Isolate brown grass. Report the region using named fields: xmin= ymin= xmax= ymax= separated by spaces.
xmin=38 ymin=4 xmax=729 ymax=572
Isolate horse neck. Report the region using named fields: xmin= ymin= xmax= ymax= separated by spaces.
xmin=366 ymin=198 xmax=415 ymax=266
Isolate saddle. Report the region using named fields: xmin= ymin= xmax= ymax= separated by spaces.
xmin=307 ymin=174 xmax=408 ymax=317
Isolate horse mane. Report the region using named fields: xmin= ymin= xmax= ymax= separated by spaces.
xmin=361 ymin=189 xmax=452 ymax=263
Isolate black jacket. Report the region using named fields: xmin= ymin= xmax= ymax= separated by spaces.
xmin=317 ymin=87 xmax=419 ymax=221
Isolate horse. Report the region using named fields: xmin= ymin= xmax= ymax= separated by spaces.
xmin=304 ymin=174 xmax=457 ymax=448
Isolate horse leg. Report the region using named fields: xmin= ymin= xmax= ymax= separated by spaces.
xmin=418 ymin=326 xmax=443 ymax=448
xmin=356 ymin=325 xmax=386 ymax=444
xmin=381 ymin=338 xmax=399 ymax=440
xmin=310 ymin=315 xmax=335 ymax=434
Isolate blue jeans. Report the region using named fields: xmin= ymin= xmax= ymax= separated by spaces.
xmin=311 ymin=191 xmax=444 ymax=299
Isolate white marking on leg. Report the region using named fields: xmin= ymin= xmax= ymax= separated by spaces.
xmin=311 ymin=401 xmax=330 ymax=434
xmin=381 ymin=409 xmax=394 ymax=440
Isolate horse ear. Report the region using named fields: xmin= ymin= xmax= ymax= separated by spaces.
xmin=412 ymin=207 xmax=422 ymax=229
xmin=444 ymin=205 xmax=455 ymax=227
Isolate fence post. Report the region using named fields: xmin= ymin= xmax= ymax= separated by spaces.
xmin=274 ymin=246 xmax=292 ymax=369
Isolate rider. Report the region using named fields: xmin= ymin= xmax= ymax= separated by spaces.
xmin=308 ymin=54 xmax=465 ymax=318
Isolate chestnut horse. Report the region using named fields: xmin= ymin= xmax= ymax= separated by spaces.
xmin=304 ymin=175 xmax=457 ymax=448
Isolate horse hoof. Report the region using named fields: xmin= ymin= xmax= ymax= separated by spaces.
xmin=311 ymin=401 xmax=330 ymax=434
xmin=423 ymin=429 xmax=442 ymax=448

_GOAL_: Copy out again, unchanged, the rows starting at the one that contains "Isolate horse ear." and ending at the last row above.

_THE RESPONSE_:
Isolate horse ear. Report the region using named fields: xmin= ymin= xmax= ymax= separated by spaces.
xmin=412 ymin=207 xmax=422 ymax=229
xmin=444 ymin=205 xmax=455 ymax=227
Isolate fence post. Report the region using named fields: xmin= ymin= xmax= ymax= separated by spaces.
xmin=274 ymin=246 xmax=292 ymax=369
Isolate rider. Report the region using named fields: xmin= ymin= xmax= ymax= separated by spaces.
xmin=308 ymin=54 xmax=465 ymax=318
Isolate chestnut horse. Report the region using named fields: xmin= ymin= xmax= ymax= separated by spaces.
xmin=304 ymin=175 xmax=457 ymax=448
Isolate horse hoof. Report the region using named fields: xmin= ymin= xmax= ymax= separated by spaces.
xmin=311 ymin=401 xmax=330 ymax=434
xmin=423 ymin=429 xmax=442 ymax=448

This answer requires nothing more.